**WHAT TO PRODUCE:**
Each line below from the one containing "Target: black cap" through the one containing "Target: dark green foliage" should be output exactly as it stands, and no other line should appear.

── MATERIAL SUPPLIED ──

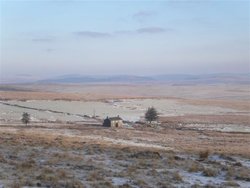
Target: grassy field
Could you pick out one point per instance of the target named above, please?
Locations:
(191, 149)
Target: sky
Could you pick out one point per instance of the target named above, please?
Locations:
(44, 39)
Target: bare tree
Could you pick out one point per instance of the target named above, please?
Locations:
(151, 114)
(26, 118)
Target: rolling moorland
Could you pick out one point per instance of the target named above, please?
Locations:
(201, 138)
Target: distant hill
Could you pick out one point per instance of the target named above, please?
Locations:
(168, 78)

───
── MATERIAL SUPPLIED ──

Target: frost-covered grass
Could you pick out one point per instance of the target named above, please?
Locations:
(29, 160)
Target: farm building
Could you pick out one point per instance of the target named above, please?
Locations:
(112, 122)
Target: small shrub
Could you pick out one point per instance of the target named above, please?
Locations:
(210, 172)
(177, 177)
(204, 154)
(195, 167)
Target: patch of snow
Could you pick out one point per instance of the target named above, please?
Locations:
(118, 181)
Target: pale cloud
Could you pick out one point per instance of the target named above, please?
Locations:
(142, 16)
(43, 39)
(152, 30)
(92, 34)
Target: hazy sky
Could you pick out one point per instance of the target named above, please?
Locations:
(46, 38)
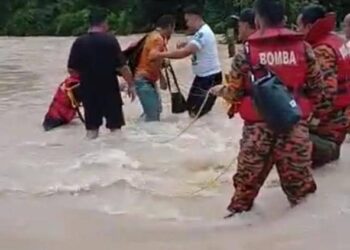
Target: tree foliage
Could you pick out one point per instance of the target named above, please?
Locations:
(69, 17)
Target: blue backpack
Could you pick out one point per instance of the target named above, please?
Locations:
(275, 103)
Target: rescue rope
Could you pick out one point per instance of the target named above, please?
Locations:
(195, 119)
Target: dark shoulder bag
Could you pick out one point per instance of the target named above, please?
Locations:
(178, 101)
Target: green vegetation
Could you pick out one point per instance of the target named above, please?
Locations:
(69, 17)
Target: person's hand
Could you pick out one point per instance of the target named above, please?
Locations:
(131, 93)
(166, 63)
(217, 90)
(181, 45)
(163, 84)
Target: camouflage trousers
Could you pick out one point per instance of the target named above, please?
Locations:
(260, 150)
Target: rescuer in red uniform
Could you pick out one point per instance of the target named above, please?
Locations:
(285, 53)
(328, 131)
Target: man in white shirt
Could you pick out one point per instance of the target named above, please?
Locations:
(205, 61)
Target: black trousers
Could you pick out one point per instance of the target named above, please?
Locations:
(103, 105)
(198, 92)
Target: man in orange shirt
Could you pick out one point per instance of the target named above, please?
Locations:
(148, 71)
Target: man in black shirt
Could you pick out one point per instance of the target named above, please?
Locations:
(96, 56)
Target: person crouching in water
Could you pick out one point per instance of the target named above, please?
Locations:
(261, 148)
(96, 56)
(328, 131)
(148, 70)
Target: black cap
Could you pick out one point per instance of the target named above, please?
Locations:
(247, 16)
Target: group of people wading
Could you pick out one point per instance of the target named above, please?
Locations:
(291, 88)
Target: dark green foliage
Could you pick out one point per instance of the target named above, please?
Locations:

───

**EXERCISE RESPONSE:**
Target: black cap
Could you pick out one point per instance of the target named above, please?
Locations:
(247, 16)
Target: group of people wading
Could you pick out one point per instance of the target named above, please?
Locations:
(291, 88)
Target: dark green foliage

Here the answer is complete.